> [Vorgelegter Text]
§ §

Sonntag, 26. Januar 2020

WONDERSTORIES/Frauenpower/manspreading




WONDERSTORIES/POWERFRAUEN des Monats
Jede Frau kennt das aus ihrem Alltag in den öffentlichen Verkehrsmitteln. Männer nehmen selbstverständlich mehr Platz ein als räumlich vorgegeben. Männer sitzen ganz anders da. Sie stellen ihre Beine weit auseinander, und nehmen sich den Raum, von dem Sie erfahrungsgemäß gelernt haben, dass er ihnen zusteht.

§ §

> [Anweisung A]
Extrahiere aus dem Text über Manspreading den Abschnitt, der bei „WONDERSTORIES/POWERFRAUEN des Monats“ beginnt und bei „er ihnen zusteht.“ endet.
> [Anweisung B]
Welche durch Schrägstriche getrennten Bestandteile enthält im Text über Manspreading die Zeile „WONDERSTORIES/Frauenpower/manspreading“?
Die Einträge werden hier nicht gebraucht.

> [Extrahierte Einträge]

§ §

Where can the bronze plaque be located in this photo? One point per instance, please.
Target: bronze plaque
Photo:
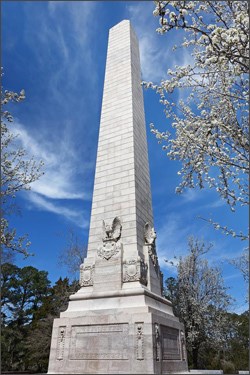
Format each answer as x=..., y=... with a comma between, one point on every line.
x=170, y=343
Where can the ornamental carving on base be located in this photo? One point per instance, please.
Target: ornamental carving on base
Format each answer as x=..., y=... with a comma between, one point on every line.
x=86, y=275
x=157, y=342
x=135, y=270
x=61, y=342
x=110, y=239
x=139, y=342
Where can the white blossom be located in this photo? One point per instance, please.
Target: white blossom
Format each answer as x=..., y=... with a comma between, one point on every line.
x=211, y=134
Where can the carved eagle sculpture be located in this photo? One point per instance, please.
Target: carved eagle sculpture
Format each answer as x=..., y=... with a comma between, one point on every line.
x=149, y=234
x=112, y=232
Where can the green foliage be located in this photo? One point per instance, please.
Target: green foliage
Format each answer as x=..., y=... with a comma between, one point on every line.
x=200, y=300
x=215, y=338
x=29, y=306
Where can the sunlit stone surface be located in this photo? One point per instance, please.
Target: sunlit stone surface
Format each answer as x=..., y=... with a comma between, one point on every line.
x=118, y=322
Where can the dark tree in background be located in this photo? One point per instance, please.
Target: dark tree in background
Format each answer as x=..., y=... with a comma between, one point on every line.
x=29, y=305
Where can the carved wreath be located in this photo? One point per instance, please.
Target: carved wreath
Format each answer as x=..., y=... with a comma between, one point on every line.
x=149, y=234
x=111, y=232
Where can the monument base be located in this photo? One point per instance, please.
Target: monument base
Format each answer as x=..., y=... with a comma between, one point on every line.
x=132, y=331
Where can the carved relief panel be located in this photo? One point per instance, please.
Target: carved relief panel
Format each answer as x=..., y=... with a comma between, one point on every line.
x=171, y=348
x=86, y=275
x=135, y=270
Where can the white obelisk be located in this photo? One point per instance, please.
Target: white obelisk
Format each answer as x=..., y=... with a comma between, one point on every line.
x=118, y=322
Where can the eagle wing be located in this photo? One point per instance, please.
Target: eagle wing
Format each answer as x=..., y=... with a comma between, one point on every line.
x=104, y=234
x=148, y=233
x=116, y=228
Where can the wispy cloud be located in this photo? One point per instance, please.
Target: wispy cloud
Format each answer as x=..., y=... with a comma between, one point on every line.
x=60, y=178
x=74, y=216
x=62, y=181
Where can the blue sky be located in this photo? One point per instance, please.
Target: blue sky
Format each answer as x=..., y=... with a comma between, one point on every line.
x=56, y=51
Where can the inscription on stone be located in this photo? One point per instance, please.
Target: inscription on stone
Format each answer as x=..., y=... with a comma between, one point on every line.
x=60, y=342
x=86, y=275
x=171, y=343
x=106, y=341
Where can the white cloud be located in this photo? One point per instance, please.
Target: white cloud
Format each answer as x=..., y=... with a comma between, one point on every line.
x=61, y=170
x=75, y=216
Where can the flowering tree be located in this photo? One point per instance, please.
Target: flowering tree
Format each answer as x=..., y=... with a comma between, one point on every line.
x=200, y=300
x=17, y=173
x=209, y=132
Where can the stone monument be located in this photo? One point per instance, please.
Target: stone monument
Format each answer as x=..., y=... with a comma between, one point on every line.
x=119, y=322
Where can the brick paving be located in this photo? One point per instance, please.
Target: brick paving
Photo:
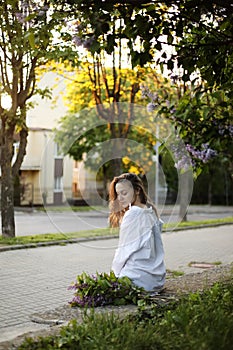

§ §

> [Erwartete Antwort A]
WONDERSTORIES/POWERFRAUEN des Monats
Jede Frau kennt das aus ihrem Alltag in den öffentlichen Verkehrsmitteln. Männer nehmen selbstverständlich mehr Platz ein als räumlich vorgegeben. Männer sitzen ganz anders da. Sie stellen ihre Beine weit auseinander, und nehmen sich den Raum, von dem Sie erfahrungsgemäß gelernt haben, dass er ihnen zusteht.

> [Erwartete Antwort B]
WONDERSTORIES, Frauenpower, manspreading